**** Bloque de texto ****
31 de Agosto.- Imaginen mis lectores: Viena: ayer por la noche. El convoy de metro entra en la estación de Längenfeldgasse. El bloguero va sentado en el sentido de la marcha junto con otros tres amigos. Con su vista superpoderosa, entrenada durante años para cazar la foto perfecta antes de que se produzca, localiza en el andén a una mujer más fea que un pie (con perdón). Mientras el tren se para, décimas de segundo antes de que sus compañeros la vean, dice, muy serio, mirándola:
–No me extraña que los modelos estemos tan bien pagados.
Sus amigos, que iban hablando de otra cosa, reaccionan con algo de sorpresa, miran en esa dirección y localizan al esperpento. La carcajada es inmediata.
Todo este proceso, que contado a cámara lenta tiene poca gracia, a la velocidad normal de la vida es el ejemplo típicio de la mecánica de un chiste español que un austriaco jamás hará.
La frase, aparentemente inofensiva, que activa la espoleta del chiste, está cebada de significados y funciona a muchos niveles. Por un lado, es una manera indirecta de decir “vaya callo malayo” y, como es lateral, resulta mucho más graciosa para el cerebro español, que está buscando todo el rato dobles sentidos en todo lo que se dice y, cuando se los encuentra, experimenta satisfación. Por otro lado, el hecho de que, quien la dice, esté lejos de ser modelo él mismo, desactiva todo lo que la broma pueda tener de cruel.
Muchas veces he escuchado decir a otros españoles que los austriacos no tienen sentido del humor porque son incapaces de realizar la operación tan compleja que he relatado en la primera parte de este post. No es verdad. Lo que sucede es que su sentido verbal no es, como el mediterráneo, esencialmente lingüístico, sino que tiene lo que podríamos llamar un fuerte componente situacional.
Para empezar, el sentido del humor español está basado en dos factores que están casi totalmente ausentes de la conversación normal austriaca: la velocidad y la dispersión.
Los españoles hablamos muchísimo más rápido que los austriacos. Muchas veces, cuando hablamos en alemán a la velocidad en que hablamos en nuestro propio idioma, los aborígenes no nos entienden. Pero no porque digamos las cosas mal, sino porque ellos no pueden asimilar todo lo que decimos a la velocidad en que lo decimos.
****
(Qué se pide):
- 1) Repite sin cambios el fragmento del texto sobre el humor español y austriaco que va desde "Los españoles hablamos" hasta "que lo decimos.".
- 2) En el texto sobre el humor español y austriaco, ¿en qué estación del metro de Viena entra el convoy?
- 3) Sigue escribiendo el texto sobre el humor español y austriaco a partir de su última frase.
**** Datos proporcionados ****
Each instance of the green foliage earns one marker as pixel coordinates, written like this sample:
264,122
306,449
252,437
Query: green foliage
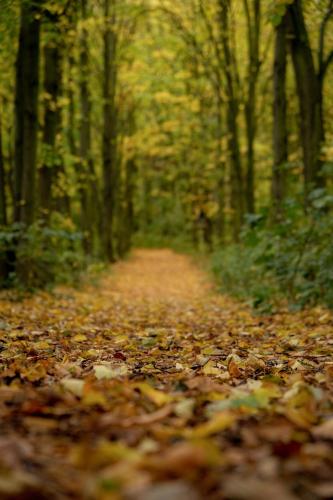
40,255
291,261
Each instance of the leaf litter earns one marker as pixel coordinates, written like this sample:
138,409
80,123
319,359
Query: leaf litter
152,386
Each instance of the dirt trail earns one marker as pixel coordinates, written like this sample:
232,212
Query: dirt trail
****
(Respuestas):
- 1)
Los españoles hablamos muchísimo más rápido que los austriacos. Muchas veces, cuando hablamos en alemán a la velocidad en que hablamos en nuestro propio idioma, los aborígenes no nos entienden. Pero no porque digamos las cosas mal, sino porque ellos no pueden asimilar todo lo que decimos a la velocidad en que lo decimos.

- 2) En la estación de Längenfeldgasse.

- 3)
Por otro lado, la forma de pensar de un austriaco medio, propiciada por la educación que reciben, es secuencial. O sea: un tema después de otro, una línea de conversación después de otra. El cerebro español va cambiando de pista constantemente, como el reproductor aleatorio de un cd. El humor español se basa en el quiebro, en la frase imprevista que brota en mitad de una conversación sobre un tema totalmente distinto. Un fenómeno que, a la mayoría de los austriacos, les resulta bastante irritante.
Otro factor que hace imposible transplantar el sentido del humor español a tierras austriacas es que los aborígenes de este país sienten un gran respeto por lo que dice su interlocutor (demasiado, en mi opinión) y encuentran de sumo mal gusto utilizar sus palabras para jugar con ellas, aunque sea para hacer bromas. En Austria, hay algo sagrado a propósito del discurso del otro que hace que sea tabú, por ejemplo, hacer bromas con los apellidos o los nombres de la gente. Palabras, al fin y al cabo. Mi amigo J. –en últmo término, junto con L., el autor intelectual de este post- ponía como ejemplo el caso del alcalde de una pequeña gran ciudad austriaca. El caballero se llama de apellido Schaden que, en alemán, significa daños. Pues bien: a nadie se le ocurriría hacer con su nombre los chistes que, estoy seguro, ya se les han ocurrido a mis lectores.
Por otro lado, un austriaco no haría jamás el primer chiste que a mí me servía de ejemplo porque burlarse tan abiertamente de la fealdad de alguien aunque sea para burlarse de la propia acto seguido, para un austriaco es inadmisible. Demasiado agresivo. Tanto, que son incapaces de encontrar placer en la broma, porque les molesta.
La risa es una forma de defensa ante un ataque leve a nuestro sistema de tabúes. Cuando ese ataque es demasiado fuerte, la carcajada se convierte en una mueca helada.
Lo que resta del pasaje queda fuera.